Excerpt from a data file.
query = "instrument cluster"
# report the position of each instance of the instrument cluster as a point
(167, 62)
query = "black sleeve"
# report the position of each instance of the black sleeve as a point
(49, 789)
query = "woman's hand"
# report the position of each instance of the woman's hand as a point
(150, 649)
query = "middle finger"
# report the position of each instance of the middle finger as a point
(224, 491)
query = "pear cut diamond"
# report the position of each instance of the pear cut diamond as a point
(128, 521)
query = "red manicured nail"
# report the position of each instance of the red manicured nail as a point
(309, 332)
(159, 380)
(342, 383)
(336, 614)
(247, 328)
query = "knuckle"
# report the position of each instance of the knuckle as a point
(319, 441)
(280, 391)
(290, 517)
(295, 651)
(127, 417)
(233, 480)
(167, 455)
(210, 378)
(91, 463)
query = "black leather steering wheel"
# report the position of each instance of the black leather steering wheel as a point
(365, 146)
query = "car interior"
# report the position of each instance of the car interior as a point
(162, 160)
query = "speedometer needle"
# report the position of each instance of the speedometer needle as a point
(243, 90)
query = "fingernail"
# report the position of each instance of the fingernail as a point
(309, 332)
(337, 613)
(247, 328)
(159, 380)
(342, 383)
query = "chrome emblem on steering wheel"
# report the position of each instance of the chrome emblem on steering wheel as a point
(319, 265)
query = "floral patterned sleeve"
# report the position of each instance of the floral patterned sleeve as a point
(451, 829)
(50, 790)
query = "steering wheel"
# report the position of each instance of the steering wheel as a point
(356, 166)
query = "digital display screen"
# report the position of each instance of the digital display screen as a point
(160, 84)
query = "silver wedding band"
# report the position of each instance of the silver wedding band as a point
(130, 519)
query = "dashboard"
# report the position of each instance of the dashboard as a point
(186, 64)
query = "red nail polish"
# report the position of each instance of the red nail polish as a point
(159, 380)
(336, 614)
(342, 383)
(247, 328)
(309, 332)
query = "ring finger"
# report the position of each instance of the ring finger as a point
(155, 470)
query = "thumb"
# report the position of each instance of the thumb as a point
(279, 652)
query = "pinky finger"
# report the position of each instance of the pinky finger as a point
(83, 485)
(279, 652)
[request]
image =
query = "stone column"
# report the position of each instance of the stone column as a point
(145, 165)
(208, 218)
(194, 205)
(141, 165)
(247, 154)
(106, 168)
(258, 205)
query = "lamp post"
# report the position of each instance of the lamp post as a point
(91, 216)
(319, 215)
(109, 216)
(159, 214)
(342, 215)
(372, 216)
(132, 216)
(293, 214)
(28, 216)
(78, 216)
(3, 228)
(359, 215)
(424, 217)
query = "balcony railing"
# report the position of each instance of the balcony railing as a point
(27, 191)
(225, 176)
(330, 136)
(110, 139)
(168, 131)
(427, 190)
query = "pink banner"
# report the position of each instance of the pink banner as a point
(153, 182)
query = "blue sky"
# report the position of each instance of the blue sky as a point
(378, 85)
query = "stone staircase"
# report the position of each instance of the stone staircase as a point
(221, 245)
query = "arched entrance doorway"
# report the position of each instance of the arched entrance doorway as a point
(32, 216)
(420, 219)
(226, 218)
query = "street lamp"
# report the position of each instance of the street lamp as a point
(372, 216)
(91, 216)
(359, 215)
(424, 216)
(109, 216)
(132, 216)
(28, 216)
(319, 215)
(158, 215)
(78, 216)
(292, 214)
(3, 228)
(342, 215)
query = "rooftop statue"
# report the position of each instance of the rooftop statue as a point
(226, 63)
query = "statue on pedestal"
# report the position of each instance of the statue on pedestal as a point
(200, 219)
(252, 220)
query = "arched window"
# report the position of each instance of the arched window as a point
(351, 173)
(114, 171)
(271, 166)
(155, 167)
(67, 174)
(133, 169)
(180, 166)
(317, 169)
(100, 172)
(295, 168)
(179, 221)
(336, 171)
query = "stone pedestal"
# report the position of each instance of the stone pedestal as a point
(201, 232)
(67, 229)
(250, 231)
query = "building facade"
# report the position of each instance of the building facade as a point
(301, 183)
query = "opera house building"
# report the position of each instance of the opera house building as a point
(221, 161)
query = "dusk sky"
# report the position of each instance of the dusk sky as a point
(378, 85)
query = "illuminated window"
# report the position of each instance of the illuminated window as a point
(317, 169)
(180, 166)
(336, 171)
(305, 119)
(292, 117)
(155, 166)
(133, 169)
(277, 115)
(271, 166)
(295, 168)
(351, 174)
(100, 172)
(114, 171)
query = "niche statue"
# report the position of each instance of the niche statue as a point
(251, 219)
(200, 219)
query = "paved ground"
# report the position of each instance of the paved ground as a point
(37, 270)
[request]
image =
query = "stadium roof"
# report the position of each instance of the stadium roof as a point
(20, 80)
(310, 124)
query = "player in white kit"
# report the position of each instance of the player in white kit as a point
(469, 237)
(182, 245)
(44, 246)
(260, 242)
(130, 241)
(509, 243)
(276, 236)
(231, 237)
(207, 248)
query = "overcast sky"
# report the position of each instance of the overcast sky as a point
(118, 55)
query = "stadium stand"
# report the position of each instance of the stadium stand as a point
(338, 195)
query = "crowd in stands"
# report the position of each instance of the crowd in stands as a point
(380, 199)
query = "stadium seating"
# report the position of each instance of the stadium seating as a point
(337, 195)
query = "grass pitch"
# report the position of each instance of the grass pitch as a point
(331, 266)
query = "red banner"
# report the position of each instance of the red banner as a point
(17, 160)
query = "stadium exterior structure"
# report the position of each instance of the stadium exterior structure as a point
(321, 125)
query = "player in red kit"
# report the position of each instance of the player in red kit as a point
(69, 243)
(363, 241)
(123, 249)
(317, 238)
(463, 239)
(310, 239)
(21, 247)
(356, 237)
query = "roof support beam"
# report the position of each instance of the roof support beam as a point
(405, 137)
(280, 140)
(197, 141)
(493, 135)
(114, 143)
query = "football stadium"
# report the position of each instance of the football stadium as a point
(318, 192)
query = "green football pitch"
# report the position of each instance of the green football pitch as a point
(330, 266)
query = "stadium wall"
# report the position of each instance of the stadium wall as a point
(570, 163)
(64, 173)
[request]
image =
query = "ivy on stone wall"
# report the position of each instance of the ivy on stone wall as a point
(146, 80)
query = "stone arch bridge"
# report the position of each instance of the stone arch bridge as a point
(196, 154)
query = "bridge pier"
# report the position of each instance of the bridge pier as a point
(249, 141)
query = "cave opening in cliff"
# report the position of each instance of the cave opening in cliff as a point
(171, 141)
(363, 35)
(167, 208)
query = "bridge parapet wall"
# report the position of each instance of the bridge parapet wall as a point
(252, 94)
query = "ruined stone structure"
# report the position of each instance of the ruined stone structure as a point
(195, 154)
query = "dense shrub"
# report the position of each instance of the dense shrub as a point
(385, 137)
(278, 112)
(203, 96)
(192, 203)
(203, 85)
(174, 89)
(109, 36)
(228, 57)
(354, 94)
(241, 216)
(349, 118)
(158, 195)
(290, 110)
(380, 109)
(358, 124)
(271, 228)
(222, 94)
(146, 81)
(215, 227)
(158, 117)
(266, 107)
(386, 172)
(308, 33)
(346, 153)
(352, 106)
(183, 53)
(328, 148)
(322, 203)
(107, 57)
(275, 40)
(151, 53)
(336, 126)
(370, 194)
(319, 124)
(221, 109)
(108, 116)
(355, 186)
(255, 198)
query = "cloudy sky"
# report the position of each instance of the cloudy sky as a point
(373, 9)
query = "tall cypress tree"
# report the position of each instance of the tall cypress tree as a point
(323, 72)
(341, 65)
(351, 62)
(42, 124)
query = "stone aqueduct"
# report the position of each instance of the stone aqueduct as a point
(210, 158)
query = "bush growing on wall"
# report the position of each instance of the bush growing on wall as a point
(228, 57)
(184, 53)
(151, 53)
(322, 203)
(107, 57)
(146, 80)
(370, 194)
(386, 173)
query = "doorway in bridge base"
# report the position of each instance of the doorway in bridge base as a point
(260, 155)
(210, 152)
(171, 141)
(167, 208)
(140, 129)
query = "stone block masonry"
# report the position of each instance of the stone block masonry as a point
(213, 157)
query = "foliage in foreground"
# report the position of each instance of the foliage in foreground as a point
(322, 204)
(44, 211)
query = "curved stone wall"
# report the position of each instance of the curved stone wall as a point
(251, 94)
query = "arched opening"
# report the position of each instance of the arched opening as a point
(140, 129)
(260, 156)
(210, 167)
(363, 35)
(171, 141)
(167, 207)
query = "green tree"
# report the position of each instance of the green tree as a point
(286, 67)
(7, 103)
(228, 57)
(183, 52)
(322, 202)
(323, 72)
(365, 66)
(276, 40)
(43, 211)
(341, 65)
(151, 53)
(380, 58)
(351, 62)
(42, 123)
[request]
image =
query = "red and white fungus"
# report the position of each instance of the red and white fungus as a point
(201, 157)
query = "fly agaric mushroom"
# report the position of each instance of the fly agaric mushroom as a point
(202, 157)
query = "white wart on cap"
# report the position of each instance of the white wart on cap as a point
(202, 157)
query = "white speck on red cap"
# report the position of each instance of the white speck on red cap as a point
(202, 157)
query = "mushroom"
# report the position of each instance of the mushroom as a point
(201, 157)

---

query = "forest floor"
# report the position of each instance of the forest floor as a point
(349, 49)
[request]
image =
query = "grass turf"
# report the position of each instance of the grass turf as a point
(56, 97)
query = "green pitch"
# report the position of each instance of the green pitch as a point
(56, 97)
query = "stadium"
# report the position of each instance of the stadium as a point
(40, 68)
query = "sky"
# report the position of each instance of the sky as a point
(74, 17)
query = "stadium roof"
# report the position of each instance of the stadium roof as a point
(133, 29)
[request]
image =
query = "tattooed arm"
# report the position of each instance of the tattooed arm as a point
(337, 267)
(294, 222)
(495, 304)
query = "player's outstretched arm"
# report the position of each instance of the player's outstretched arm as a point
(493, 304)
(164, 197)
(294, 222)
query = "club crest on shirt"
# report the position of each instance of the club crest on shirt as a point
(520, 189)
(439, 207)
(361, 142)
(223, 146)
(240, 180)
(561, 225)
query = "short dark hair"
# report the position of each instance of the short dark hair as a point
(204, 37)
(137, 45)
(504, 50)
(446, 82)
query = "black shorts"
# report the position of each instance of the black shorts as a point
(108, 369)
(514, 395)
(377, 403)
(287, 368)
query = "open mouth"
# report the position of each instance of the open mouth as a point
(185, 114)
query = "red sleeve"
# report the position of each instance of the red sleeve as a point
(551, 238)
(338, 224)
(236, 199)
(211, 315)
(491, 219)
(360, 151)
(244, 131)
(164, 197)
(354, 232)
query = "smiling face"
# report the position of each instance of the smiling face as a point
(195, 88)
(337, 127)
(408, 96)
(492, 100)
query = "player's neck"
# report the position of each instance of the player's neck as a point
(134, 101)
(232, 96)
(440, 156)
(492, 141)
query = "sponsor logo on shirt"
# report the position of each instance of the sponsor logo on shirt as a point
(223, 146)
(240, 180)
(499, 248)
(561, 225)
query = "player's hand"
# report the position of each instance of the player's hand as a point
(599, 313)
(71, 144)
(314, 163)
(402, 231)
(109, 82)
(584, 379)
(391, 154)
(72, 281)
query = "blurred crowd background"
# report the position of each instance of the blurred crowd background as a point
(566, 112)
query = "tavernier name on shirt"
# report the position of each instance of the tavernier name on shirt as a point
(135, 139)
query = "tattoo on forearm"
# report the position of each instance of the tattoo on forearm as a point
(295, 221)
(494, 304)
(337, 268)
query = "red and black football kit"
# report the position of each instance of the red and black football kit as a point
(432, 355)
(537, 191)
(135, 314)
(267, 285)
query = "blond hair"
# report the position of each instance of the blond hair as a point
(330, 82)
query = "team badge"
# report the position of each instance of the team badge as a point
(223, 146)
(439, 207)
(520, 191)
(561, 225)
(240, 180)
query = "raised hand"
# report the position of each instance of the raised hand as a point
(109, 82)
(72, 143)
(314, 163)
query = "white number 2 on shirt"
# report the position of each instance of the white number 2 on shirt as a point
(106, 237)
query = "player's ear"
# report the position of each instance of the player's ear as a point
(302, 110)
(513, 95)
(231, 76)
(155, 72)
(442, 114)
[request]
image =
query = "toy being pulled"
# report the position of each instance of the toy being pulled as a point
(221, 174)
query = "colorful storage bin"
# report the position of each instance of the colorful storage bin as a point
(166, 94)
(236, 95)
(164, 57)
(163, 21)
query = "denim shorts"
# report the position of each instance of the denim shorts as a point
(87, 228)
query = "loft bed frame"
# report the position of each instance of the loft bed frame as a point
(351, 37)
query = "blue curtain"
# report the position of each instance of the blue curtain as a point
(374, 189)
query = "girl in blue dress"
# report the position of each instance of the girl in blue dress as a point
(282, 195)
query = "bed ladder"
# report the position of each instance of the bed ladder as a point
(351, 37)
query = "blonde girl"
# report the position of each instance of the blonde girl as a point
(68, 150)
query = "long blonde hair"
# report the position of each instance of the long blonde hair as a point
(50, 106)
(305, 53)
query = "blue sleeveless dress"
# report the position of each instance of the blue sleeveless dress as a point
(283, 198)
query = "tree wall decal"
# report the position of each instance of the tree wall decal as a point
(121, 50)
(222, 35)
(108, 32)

SHORT PROBLEM.
Gather every line of the data file above that contains the string "street".

OUTPUT BELOW.
query = "street lamp"
# report the position of each instance of the street lamp as a point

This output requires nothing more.